_What to do_: Please copy the lines from the one containing "trace patio table leg, every instance" through the end of the records, character for character.

Contour annotation records
[start]

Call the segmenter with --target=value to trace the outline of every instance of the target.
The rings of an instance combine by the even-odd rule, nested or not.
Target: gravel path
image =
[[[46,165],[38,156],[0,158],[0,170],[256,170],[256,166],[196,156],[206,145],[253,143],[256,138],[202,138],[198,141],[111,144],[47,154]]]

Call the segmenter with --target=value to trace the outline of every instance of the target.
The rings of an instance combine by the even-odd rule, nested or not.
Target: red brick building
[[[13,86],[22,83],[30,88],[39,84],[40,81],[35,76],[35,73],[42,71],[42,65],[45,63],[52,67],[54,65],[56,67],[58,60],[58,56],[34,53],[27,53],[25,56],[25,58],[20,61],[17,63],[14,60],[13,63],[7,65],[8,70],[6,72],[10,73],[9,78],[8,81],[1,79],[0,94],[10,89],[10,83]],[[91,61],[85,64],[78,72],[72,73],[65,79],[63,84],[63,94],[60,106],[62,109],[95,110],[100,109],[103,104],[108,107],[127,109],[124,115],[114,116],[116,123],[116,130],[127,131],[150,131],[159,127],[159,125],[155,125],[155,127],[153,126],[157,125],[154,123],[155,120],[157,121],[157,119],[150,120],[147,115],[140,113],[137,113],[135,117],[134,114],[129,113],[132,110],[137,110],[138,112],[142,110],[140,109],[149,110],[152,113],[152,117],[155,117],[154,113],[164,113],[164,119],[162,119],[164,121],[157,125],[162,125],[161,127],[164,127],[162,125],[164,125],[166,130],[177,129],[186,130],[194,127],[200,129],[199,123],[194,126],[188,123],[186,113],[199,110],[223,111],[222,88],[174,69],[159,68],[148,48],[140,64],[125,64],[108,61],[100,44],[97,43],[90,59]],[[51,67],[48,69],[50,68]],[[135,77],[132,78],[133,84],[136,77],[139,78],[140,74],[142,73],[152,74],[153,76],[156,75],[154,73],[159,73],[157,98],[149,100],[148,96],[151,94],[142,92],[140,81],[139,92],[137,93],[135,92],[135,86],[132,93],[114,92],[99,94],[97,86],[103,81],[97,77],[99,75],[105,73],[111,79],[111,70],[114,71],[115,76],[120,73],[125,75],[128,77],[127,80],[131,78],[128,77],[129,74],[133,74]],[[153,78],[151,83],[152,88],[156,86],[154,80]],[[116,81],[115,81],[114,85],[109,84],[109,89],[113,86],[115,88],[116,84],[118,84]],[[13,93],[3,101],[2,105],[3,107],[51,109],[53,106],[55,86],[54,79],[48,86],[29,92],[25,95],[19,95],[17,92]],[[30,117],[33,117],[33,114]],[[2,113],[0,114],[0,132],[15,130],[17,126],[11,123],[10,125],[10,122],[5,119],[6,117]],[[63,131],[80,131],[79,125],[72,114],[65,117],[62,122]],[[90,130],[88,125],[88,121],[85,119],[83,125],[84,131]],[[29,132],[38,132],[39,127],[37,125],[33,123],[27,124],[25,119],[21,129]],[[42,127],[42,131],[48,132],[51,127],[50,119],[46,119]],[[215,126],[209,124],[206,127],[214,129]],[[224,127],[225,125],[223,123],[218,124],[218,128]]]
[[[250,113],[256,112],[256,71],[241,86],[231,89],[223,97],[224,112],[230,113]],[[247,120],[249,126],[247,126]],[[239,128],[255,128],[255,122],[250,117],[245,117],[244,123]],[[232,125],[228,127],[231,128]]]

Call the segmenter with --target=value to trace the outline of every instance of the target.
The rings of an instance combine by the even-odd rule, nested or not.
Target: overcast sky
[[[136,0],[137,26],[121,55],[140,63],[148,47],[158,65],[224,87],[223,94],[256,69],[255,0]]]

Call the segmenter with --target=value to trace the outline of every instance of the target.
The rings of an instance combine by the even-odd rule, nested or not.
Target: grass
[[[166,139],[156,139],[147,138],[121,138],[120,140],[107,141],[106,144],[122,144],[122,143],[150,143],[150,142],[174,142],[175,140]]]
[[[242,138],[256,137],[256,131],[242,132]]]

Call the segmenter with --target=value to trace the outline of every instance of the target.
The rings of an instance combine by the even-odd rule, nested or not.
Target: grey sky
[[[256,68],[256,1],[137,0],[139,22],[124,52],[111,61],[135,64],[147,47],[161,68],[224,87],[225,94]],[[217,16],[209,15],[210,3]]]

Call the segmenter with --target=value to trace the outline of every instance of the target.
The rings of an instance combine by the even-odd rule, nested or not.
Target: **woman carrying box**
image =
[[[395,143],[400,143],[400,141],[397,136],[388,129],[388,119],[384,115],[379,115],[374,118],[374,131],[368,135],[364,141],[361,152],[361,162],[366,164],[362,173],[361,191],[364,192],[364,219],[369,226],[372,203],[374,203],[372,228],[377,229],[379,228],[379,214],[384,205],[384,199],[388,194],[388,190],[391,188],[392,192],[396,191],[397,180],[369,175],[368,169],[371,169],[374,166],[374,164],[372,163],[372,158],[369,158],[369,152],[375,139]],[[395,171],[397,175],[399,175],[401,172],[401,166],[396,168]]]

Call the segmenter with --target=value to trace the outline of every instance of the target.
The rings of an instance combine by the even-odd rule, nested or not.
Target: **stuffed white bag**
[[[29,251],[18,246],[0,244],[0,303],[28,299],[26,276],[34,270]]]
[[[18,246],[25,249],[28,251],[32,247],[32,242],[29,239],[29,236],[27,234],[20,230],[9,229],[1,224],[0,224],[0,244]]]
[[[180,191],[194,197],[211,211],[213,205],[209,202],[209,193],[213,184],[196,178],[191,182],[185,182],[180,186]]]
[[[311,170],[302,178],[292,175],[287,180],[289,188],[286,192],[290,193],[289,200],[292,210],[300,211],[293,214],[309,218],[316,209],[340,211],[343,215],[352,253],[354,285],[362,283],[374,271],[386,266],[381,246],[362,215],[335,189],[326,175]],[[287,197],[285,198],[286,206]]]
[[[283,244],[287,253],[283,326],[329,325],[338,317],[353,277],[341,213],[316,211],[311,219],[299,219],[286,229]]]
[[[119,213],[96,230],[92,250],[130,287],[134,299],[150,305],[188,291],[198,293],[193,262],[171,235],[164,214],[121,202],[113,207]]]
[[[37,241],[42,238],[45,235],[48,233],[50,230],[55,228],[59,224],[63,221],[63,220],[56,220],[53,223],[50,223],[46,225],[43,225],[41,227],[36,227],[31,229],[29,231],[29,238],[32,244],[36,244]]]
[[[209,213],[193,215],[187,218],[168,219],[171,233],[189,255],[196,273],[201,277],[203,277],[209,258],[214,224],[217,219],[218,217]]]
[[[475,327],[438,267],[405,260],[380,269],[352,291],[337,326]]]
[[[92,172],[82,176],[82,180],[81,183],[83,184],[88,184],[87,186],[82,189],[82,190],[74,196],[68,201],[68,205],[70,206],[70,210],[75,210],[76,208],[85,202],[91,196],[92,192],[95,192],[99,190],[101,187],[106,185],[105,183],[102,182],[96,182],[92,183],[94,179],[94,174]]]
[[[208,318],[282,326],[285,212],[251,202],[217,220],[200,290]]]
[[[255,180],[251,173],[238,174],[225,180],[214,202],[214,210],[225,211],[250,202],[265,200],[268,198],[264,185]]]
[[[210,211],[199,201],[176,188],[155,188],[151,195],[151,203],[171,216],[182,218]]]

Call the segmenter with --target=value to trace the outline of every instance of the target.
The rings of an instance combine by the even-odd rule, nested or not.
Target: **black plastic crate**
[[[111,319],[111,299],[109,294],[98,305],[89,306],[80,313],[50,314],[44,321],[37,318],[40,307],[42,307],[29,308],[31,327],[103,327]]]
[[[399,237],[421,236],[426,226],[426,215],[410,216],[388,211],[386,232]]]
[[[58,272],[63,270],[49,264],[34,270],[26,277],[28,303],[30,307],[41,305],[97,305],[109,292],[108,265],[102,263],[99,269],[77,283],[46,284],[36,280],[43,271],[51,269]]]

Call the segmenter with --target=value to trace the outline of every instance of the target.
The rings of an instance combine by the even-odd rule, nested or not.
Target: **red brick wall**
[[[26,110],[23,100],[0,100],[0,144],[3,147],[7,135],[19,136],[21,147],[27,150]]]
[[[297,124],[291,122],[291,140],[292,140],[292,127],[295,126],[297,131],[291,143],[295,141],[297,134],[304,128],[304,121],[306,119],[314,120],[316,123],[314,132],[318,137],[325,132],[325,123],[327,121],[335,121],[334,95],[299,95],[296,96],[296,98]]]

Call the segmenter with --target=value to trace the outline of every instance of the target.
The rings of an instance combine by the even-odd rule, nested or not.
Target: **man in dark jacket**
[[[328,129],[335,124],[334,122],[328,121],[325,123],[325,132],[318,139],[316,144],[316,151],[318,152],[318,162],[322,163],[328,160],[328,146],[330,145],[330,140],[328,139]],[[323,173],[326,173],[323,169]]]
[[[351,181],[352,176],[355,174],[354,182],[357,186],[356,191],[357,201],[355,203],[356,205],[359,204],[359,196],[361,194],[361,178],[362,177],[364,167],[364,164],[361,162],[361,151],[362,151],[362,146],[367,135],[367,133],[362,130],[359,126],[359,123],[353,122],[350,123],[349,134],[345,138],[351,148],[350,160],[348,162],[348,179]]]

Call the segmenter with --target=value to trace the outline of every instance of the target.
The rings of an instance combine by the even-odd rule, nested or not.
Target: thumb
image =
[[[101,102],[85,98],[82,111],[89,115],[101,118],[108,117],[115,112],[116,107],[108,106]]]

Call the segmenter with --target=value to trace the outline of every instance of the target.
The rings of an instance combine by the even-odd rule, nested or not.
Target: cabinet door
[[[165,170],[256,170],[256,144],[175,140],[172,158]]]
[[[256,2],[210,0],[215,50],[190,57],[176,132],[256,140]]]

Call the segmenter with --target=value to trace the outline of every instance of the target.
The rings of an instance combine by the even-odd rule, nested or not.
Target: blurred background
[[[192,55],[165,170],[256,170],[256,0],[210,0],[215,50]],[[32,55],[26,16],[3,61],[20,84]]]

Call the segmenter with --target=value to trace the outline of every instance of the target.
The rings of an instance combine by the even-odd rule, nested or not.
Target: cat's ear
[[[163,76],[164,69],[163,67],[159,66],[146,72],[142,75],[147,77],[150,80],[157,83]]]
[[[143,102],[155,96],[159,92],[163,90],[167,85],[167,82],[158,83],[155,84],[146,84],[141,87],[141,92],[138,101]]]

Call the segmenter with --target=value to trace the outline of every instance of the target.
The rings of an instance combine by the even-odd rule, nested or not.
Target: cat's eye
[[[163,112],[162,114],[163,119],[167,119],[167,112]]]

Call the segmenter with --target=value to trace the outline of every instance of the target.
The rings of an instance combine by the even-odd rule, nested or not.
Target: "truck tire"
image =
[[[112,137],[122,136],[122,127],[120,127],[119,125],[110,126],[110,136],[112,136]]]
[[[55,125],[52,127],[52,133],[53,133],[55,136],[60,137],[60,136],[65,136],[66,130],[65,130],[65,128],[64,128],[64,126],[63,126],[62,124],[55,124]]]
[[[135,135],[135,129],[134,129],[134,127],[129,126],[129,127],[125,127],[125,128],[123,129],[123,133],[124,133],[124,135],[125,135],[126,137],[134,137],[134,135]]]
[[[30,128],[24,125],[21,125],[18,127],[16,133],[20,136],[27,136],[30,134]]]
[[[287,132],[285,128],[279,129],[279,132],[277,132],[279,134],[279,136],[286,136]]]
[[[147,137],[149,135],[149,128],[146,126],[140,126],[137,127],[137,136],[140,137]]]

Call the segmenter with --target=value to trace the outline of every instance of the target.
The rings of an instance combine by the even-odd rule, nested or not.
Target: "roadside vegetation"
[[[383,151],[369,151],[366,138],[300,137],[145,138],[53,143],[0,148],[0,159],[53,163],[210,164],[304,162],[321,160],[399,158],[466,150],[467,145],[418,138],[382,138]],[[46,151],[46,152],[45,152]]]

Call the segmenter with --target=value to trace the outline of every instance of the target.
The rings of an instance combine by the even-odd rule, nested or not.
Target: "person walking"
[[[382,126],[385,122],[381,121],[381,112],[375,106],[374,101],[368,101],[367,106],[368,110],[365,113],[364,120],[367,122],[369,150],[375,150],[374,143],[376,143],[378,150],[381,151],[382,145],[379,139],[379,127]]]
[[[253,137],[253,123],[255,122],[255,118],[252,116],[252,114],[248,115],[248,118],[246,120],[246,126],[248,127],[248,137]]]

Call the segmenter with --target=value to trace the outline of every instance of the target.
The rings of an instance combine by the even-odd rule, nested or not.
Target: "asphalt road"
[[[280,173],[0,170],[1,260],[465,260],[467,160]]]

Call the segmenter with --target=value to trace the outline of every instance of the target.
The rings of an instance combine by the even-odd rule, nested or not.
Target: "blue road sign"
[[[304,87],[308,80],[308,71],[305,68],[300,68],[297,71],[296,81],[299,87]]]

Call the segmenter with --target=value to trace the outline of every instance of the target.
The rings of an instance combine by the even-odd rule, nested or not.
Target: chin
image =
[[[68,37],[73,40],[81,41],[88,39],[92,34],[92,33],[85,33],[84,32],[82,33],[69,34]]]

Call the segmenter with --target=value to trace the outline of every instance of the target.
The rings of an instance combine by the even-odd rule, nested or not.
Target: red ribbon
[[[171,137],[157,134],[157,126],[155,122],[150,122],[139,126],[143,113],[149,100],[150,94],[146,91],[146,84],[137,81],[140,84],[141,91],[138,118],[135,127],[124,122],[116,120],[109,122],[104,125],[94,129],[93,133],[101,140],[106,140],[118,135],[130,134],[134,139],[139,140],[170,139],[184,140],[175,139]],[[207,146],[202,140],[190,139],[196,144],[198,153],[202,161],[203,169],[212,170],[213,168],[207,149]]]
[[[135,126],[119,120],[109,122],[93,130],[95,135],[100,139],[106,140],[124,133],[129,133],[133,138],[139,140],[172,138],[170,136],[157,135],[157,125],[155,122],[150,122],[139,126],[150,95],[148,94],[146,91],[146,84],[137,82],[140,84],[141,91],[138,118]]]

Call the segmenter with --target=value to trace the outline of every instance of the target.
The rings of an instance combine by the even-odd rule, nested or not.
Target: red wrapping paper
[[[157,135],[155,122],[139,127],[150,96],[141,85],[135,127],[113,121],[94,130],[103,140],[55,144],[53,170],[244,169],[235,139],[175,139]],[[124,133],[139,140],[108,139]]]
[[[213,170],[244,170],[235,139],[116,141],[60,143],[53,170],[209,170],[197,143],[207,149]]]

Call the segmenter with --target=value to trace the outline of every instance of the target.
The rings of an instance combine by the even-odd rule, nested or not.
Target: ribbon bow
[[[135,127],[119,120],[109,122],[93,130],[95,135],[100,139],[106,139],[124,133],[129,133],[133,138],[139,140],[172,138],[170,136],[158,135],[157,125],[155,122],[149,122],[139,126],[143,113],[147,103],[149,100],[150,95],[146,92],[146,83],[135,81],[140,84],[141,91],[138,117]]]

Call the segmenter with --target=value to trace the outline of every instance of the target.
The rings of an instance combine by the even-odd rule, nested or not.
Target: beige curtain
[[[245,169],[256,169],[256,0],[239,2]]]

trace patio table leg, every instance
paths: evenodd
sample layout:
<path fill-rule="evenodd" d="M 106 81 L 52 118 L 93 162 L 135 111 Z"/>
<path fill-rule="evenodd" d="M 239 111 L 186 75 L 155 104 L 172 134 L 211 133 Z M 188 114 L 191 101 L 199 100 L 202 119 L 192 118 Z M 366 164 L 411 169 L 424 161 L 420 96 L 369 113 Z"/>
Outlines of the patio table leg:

[end]

_Problem solution_:
trace patio table leg, every instance
paths: evenodd
sample layout:
<path fill-rule="evenodd" d="M 106 81 L 52 118 L 93 162 L 135 111 Z"/>
<path fill-rule="evenodd" d="M 239 111 L 186 75 L 155 104 L 172 134 L 211 133 Z M 188 114 L 191 101 L 199 100 L 202 119 L 192 118 Z M 366 164 L 411 169 L 424 161 L 420 96 L 369 113 Z"/>
Outlines of the patio table leg:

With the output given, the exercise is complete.